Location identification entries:

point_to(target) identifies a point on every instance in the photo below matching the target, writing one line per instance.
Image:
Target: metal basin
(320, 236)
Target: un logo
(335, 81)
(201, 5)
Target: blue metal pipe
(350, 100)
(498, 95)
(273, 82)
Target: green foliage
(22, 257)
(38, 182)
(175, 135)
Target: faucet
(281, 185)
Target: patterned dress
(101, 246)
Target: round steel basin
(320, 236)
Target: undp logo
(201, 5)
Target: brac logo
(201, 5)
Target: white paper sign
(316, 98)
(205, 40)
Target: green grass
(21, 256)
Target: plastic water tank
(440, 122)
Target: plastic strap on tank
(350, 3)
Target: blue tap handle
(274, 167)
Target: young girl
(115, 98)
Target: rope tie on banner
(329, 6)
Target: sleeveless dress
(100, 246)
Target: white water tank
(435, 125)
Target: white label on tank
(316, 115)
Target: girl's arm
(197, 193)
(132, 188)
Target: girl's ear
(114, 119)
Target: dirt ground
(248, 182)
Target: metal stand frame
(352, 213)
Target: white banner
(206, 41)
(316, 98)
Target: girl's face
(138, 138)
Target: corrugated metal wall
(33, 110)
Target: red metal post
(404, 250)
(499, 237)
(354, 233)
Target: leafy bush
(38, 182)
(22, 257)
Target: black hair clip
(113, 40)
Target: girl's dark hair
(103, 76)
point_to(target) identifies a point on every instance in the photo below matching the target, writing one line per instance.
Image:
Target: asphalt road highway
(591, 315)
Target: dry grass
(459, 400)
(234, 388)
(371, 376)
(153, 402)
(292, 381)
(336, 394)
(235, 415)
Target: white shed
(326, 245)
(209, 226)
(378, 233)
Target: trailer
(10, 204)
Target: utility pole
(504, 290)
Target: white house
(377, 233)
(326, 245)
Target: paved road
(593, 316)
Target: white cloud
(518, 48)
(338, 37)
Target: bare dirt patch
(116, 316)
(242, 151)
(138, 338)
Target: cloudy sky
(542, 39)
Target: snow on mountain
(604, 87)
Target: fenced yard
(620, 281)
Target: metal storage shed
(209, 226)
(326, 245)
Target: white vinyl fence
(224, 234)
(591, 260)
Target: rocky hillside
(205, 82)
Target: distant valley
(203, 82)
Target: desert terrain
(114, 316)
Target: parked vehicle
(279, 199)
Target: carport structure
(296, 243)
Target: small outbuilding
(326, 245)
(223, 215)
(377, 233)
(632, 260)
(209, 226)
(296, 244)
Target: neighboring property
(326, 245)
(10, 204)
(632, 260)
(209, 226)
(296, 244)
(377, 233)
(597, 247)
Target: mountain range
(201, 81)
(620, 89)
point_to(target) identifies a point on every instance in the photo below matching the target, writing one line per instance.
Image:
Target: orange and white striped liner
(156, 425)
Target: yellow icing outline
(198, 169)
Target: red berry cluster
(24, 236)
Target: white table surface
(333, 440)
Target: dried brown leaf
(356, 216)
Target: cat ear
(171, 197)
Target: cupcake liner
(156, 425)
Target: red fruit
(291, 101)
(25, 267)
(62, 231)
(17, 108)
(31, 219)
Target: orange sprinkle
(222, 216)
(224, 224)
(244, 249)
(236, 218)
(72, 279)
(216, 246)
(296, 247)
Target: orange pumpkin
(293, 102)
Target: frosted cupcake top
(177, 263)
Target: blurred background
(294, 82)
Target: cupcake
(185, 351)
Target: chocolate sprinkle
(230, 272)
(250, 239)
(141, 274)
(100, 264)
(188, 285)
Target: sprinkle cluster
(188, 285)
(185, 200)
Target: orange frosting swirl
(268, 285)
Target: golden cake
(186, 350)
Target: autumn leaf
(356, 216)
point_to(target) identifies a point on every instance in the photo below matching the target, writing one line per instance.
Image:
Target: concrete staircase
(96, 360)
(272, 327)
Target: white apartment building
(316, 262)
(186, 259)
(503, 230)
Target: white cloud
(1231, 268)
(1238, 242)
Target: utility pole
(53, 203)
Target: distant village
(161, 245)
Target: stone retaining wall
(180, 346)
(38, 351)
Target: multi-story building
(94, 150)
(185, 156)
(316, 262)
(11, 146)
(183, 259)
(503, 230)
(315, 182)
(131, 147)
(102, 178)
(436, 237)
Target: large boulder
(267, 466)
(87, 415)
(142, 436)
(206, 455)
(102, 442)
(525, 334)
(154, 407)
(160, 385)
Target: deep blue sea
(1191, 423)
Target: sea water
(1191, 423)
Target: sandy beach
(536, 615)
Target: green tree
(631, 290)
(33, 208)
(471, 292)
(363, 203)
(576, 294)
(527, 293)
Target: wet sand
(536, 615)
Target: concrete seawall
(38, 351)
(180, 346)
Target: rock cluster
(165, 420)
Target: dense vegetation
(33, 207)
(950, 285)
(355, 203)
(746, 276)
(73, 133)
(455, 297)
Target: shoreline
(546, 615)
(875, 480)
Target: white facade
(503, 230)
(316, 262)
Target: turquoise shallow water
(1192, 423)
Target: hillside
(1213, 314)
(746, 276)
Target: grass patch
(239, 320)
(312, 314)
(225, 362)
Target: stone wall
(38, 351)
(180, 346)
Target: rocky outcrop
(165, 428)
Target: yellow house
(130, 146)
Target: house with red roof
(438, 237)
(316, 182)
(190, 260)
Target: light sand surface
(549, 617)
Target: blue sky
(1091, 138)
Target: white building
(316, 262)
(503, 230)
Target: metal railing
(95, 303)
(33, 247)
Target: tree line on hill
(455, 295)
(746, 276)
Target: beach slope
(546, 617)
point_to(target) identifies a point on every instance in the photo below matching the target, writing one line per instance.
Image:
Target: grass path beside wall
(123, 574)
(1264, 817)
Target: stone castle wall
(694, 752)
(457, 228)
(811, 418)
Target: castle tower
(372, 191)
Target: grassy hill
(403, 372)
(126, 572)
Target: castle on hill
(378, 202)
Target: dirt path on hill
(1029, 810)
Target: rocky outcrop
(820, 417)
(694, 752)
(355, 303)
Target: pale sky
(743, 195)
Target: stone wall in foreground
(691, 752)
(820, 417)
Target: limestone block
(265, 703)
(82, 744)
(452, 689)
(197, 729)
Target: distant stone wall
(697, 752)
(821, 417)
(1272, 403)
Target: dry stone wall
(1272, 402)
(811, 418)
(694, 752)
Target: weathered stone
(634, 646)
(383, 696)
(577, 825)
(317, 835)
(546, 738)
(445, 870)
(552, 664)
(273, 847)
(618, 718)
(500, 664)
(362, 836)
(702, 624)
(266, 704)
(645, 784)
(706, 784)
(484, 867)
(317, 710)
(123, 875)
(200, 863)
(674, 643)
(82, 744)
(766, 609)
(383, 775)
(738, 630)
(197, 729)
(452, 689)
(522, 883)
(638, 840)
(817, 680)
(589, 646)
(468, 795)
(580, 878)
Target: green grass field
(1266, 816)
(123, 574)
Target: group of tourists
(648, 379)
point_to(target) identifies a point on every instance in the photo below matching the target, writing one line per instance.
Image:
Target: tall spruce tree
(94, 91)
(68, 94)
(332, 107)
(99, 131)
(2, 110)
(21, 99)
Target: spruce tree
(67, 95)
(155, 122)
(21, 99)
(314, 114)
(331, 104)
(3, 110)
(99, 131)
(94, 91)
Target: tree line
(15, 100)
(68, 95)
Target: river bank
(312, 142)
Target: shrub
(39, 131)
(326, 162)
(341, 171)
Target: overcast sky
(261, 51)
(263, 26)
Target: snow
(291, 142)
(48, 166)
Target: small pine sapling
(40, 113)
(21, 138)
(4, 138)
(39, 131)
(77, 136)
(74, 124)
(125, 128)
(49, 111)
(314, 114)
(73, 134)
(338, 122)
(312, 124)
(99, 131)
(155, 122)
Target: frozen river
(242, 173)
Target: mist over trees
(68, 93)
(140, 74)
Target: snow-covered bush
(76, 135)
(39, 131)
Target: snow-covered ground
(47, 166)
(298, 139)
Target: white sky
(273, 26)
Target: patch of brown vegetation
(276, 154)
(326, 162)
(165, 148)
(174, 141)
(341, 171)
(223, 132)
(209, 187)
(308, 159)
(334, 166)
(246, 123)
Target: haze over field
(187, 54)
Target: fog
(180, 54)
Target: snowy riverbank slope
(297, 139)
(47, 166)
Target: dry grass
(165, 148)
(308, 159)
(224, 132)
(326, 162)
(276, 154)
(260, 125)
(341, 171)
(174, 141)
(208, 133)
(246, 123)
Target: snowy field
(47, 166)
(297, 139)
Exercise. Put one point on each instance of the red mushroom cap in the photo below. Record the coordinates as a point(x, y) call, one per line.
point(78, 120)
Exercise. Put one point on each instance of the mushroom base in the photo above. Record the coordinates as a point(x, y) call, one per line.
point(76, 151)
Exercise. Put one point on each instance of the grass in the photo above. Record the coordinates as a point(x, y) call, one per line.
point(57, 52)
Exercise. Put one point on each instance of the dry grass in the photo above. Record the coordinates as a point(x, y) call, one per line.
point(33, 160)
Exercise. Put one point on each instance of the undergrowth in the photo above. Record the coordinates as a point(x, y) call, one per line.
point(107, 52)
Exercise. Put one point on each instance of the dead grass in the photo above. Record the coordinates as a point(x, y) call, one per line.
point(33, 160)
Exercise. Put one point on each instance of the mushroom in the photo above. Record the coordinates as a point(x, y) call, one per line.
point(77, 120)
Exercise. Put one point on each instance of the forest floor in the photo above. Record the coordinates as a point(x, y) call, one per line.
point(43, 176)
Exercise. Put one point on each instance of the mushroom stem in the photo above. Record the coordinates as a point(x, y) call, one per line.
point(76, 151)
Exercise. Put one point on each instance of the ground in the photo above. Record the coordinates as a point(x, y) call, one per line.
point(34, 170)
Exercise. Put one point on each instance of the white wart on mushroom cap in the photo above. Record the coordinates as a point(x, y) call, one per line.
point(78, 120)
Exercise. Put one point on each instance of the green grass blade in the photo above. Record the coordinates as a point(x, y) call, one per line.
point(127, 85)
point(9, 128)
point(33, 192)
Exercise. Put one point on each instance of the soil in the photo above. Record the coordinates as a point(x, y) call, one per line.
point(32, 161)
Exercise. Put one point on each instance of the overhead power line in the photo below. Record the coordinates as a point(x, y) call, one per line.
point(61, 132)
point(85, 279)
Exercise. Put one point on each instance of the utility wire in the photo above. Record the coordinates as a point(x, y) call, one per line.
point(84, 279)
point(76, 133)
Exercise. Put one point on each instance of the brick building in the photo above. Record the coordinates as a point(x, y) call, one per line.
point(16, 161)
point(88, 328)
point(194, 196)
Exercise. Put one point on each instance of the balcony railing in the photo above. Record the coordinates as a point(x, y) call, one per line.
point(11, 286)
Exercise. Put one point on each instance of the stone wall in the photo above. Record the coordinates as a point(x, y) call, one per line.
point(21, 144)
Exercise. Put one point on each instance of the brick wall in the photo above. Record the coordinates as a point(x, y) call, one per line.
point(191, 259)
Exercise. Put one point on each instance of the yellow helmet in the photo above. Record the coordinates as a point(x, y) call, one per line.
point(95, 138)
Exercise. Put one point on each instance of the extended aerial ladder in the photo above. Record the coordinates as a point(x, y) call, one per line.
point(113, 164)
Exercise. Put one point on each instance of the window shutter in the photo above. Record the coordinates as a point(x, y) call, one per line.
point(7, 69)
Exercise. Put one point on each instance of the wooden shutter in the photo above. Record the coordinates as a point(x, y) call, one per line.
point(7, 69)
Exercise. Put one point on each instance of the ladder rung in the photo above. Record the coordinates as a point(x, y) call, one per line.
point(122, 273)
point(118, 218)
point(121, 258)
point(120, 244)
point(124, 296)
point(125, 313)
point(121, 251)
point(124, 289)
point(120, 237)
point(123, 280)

(PROMPT)
Return the lines from the one containing "Exercise. Put one point on each instance of the soil" through the one containing "point(32, 161)", both included, exactly as they appear.

(OUTPUT BELOW)
Exercise. Put one point on each instance of the soil in the photo above. Record the coordinates as a point(x, y) call, one per line.
point(32, 161)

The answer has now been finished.